**Requirement 1**.
Answer these questions from the text on distro policies, one line each:
(a) How many packages does the writer say Debian Jessie has available?
(b) What does the quoted passage call the practice that the writer calls 'duct tape'?
(c) According to the text, what was the one policy Debian used to enforce?

**Quoted text**.
★ ★ ★ ★ ★ ★ ★

There will probably come a day in which the amount of work you need to
do in order to work around blockheaded distro policies will be so
large that you would be better off using some other distro, if you can
find any other distro around that does not have the same problem. Or
you will be forced to make your own distro (which is something that
almost anybody with a basic understanding of Linux should be capable
of doing).

>
> You call it 'duct tape'. I call it local implementation of policy.
> This is, frankly, _exactly_ what all of the professional field
> Operations concerns. Local packages as required, local configuration in
> version control, applied preferably by configuration management software
> (chef, puppet, ansible, salt, cfengine -- pick your poison).
>


I call it duct tape, because if I choose a distribution like Debian
Jessie, which has 42000 packages available, and then I end up being
able to use roughly 60% or 70% of them if I don't want systemd around,
then what I need is another distribution, and if it is not just know,
it will be the case in the near future.

Debian used to be one of the few distributions which enforced
basically one policy: the package management system and the dependency
ecosystem. Apart from that, you could have a countable (meaning,
potentially infinite) set of different incarnations of Debian, one for
each of the countable operational policies needed by its users. Debian
was providing the tools, you were implementing your own policy, which
is a very successful common practice in the unix world.

Now things are markedly different, and if I want to use Debian "my
way", I have to circumvent several additional policies (all necessary
to accommodate the needs of the same group of users, to which I don't
belong) that were not there before.

★ ★ ★ ★ ★ ★ ★

**Requirement 2**. Give again the rows between the line holding "of the pendant" and the line holding "[[135, 328], [577, 275], [449, 248], [183, 252]]", inclusive. Leave the pictures out.

**Records for this exercise**.

★ ★ ★ ★ ★ ★ ★

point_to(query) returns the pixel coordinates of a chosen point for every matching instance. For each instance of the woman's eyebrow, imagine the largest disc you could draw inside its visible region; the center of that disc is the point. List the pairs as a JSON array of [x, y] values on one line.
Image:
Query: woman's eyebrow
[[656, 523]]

★ ★ ★ ★ ★ ★ ★

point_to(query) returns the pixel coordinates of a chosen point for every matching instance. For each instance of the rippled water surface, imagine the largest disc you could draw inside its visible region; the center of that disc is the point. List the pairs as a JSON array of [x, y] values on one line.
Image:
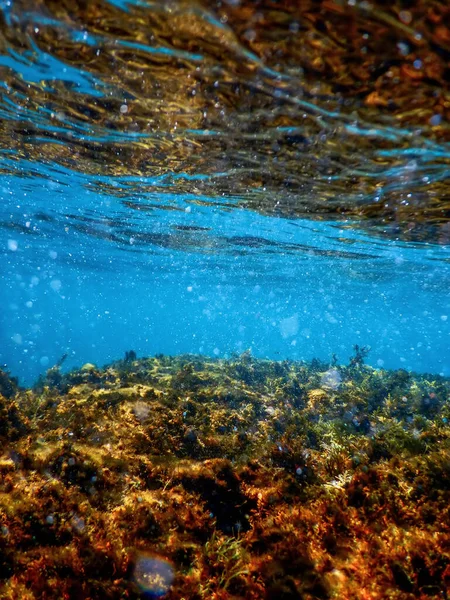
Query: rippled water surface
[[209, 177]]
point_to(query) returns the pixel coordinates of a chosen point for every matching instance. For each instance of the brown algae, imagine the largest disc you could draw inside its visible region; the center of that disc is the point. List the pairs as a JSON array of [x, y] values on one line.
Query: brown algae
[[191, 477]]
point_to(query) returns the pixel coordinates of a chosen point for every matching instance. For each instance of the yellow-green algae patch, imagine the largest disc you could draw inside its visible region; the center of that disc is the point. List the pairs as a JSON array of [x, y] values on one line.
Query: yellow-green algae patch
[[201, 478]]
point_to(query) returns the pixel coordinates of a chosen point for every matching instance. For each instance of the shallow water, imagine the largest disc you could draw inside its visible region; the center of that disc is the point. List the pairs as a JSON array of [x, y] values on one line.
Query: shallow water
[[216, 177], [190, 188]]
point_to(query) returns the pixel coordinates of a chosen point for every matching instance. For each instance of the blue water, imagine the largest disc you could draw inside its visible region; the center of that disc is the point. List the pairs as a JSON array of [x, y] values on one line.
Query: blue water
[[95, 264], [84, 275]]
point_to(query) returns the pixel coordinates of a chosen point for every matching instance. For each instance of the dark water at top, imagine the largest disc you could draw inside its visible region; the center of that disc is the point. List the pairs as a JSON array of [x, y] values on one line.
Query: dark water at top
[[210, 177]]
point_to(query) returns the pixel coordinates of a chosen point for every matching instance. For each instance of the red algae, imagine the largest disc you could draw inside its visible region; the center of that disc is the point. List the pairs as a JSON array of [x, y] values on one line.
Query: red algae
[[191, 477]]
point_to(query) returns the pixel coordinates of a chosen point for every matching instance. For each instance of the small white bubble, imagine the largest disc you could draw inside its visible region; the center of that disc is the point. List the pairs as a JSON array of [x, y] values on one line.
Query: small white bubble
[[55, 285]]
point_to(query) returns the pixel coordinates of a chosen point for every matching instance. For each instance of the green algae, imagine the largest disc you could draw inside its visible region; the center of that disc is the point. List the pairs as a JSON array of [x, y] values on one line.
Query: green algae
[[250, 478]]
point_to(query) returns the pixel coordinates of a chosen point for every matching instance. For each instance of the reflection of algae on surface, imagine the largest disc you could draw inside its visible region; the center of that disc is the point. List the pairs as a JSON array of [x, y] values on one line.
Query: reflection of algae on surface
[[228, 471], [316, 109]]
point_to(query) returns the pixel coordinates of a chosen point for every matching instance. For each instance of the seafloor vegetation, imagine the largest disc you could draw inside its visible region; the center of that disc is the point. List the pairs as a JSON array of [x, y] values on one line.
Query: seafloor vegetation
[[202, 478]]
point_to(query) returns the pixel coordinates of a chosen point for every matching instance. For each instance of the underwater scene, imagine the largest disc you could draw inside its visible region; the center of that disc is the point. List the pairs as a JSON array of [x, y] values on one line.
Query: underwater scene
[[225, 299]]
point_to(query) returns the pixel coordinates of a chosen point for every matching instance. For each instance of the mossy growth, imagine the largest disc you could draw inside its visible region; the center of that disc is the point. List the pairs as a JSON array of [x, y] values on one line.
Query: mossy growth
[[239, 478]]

★ ★ ★ ★ ★ ★ ★

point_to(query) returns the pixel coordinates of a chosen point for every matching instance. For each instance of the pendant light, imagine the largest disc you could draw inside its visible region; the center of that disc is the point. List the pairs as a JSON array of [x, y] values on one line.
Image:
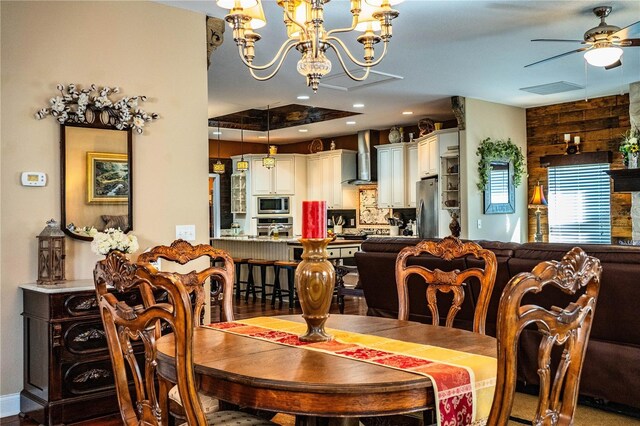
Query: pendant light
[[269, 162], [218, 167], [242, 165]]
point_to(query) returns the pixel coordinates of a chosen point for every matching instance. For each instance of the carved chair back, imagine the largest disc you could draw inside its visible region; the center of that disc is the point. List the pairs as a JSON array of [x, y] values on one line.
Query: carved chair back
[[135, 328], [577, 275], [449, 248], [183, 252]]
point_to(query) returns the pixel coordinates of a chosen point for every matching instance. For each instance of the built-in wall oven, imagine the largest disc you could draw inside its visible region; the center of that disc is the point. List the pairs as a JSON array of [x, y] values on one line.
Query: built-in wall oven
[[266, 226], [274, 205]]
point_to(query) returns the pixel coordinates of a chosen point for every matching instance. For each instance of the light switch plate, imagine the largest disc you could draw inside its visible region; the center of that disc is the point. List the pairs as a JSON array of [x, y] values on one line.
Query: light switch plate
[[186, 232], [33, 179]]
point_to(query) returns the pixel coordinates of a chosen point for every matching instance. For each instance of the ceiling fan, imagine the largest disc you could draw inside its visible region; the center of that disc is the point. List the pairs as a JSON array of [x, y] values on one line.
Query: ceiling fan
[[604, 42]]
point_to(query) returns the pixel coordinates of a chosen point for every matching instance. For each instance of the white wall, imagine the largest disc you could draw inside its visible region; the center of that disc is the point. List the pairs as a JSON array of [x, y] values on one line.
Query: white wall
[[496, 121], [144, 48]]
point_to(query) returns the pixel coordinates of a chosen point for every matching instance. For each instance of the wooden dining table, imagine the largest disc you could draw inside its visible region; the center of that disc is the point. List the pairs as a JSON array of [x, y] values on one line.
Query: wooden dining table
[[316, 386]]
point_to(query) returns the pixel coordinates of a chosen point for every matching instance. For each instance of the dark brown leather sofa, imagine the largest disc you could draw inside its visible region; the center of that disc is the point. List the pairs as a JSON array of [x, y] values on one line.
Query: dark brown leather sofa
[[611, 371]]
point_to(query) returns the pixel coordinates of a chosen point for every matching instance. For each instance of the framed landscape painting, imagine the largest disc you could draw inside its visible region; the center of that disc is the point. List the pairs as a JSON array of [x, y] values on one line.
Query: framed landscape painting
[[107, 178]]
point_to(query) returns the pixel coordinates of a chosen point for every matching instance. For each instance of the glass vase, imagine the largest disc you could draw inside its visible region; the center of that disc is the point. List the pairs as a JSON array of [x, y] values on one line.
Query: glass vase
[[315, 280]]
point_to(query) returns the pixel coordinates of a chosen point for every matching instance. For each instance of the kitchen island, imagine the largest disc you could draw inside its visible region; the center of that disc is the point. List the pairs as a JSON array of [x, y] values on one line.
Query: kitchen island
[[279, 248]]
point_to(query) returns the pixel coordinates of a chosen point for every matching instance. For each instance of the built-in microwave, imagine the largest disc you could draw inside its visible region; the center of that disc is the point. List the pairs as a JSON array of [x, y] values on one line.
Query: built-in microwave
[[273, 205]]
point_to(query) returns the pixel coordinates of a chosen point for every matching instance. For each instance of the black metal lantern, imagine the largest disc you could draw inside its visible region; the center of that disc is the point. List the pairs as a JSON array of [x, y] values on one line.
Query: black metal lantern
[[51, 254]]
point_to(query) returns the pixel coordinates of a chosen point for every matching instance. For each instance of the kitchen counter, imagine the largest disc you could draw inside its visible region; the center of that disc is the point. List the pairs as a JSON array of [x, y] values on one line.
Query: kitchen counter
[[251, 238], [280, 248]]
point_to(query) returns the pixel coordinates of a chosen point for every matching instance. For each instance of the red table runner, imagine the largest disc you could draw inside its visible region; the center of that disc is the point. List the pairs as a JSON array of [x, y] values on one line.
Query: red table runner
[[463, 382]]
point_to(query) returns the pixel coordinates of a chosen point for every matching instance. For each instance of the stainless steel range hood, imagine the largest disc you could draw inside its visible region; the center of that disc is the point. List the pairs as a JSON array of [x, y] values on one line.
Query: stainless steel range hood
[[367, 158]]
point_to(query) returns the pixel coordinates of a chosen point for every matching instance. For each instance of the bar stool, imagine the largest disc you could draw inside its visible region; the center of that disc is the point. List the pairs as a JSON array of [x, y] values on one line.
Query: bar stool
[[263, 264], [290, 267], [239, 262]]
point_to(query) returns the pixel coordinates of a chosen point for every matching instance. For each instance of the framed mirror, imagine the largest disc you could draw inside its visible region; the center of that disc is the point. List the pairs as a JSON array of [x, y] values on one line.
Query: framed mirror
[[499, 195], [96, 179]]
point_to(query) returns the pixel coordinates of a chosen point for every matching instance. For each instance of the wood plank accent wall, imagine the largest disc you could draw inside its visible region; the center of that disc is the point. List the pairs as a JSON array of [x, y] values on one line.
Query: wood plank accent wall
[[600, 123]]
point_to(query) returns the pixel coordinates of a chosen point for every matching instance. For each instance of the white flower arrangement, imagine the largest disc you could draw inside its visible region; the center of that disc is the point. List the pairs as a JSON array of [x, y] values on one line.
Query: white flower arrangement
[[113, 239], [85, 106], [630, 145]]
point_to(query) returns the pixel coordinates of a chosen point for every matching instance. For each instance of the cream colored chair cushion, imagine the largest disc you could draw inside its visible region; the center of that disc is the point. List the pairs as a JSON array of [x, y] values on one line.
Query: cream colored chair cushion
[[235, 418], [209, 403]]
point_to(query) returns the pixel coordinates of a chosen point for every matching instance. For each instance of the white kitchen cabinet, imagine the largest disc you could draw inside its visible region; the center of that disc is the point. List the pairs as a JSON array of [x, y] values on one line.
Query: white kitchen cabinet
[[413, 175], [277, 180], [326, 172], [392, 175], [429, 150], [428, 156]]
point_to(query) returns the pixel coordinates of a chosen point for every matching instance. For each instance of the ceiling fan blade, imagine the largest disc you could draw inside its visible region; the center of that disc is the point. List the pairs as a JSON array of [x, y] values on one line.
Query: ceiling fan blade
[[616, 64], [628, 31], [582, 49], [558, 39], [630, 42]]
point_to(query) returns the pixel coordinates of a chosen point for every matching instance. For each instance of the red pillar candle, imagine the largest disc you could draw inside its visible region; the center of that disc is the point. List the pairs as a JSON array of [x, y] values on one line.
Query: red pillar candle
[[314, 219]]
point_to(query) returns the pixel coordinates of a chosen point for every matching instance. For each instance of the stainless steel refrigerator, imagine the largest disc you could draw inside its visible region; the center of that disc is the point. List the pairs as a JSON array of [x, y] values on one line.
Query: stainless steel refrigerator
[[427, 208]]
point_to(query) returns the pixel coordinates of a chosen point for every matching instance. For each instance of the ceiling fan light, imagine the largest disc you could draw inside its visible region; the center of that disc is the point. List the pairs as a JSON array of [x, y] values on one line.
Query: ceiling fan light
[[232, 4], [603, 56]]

★ ★ ★ ★ ★ ★ ★

**Written answer 1**.
(a) 42000
(b) Local implementation of policy
(c) The package management system and the dependency ecosystem

**Written answer 2**.
point_to(query) returns the pixel coordinates of a chosen point for every matching instance. For each instance of the pendant light, imagine the largest disc you could draw inside its visible region; the center of that disc is the point. List the pairs as a JSON array of [x, y] values on one line.
Image:
Query: pendant light
[[269, 162], [218, 167], [242, 165]]
point_to(query) returns the pixel coordinates of a chosen point for every matching instance. For each instance of the carved chair back, imagine the largest disc you could draw inside its visible region; the center of that disc is the point. List the pairs as a JSON array of [x, y] values on one line.
Query: carved chair back
[[135, 328], [577, 275], [449, 248], [183, 252]]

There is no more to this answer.